__What you will do__.
All of the data needs to be reproduced with no alterations.

───── Task data ─────

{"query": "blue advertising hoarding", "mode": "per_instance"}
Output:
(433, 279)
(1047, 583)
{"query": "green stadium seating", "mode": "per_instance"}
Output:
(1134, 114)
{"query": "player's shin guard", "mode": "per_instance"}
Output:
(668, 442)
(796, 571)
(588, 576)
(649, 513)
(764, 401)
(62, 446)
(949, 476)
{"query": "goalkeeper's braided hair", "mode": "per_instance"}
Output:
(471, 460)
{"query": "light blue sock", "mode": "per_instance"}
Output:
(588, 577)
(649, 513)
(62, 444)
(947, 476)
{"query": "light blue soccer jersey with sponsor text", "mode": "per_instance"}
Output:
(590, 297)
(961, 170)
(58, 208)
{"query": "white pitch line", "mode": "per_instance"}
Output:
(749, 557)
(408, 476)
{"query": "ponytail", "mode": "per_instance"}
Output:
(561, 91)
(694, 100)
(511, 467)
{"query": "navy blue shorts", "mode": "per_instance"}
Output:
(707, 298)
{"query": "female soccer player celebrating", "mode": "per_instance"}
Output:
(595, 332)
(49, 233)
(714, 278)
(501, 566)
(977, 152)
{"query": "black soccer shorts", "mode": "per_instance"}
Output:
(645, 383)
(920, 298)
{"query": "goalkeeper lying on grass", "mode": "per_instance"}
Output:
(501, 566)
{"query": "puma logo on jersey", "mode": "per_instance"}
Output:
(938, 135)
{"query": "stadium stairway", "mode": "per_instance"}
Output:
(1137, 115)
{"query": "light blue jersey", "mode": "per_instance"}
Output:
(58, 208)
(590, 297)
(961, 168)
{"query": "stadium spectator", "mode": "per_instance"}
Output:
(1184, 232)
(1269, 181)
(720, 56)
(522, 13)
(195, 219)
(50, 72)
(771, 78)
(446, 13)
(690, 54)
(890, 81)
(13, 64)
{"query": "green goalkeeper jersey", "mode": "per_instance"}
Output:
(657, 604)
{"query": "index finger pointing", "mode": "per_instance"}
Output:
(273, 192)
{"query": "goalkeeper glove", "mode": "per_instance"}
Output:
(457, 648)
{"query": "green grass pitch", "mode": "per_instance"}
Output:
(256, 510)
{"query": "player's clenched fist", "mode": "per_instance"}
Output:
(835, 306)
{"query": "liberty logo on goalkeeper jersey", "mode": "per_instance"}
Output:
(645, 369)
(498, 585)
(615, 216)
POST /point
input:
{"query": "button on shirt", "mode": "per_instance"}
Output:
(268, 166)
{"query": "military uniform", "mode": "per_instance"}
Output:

─────

__Exercise output__.
{"query": "blue advertising hoarding", "mode": "per_instance"}
Output:
(433, 279)
(1047, 583)
{"query": "green stadium seating", "mode": "per_instance"}
Output:
(1134, 114)
{"query": "player's shin guard", "mode": "per_instance"}
Output:
(668, 442)
(796, 571)
(588, 576)
(649, 513)
(764, 401)
(62, 446)
(949, 476)
{"query": "goalkeeper's braided hair", "mode": "per_instance"}
Output:
(471, 460)
{"query": "light blue sock", "mode": "per_instance"}
Output:
(588, 577)
(649, 513)
(62, 444)
(947, 476)
{"query": "light blue soccer jersey with sponsor text", "mode": "per_instance"}
Output:
(590, 297)
(961, 170)
(58, 208)
{"query": "white pitch line", "mode": "per_instance"}
Output:
(749, 557)
(408, 476)
{"query": "ponytail", "mode": "per_instance"}
Output:
(561, 91)
(694, 100)
(511, 467)
{"query": "navy blue shorts", "mode": "per_instance"}
Output:
(707, 298)
{"query": "female soccer player celebrating", "mode": "per_instance"}
Output:
(595, 332)
(49, 233)
(714, 278)
(501, 566)
(977, 152)
{"query": "black soccer shorts", "mode": "per_instance"}
Output:
(645, 383)
(920, 298)
{"query": "goalkeeper lying on grass", "mode": "per_instance"}
Output:
(501, 566)
{"query": "puma logo on jersey", "mode": "per_instance"}
Output:
(938, 135)
{"query": "stadium stairway", "mode": "per_instance"}
Output:
(1137, 115)
{"query": "light blue jersey", "mode": "per_instance"}
Output:
(58, 208)
(590, 297)
(961, 168)
{"query": "stadium spectator", "mode": "per_instance"}
Output:
(1184, 232)
(1269, 181)
(720, 56)
(522, 13)
(195, 219)
(50, 72)
(771, 78)
(446, 13)
(690, 54)
(890, 81)
(13, 64)
{"query": "green goalkeeper jersey", "mode": "per_instance"}
Output:
(657, 604)
{"query": "index finger pointing", "mode": "per_instance"}
Output:
(273, 192)
{"query": "goalkeeper glove", "mode": "per_instance"}
Output:
(457, 648)
{"query": "green grass pitch", "mode": "per_instance"}
Output:
(256, 510)
{"query": "player's clenched fist", "mode": "per_instance"}
Output:
(835, 306)
{"query": "liberty logo on goalkeeper jersey", "mode": "per_instance"}
Output:
(645, 369)
(498, 585)
(615, 216)
POST /point
input:
{"query": "button on shirt", "mode": "per_instance"}
Output:
(268, 166)
{"query": "military uniform", "mode": "per_instance"}
Output:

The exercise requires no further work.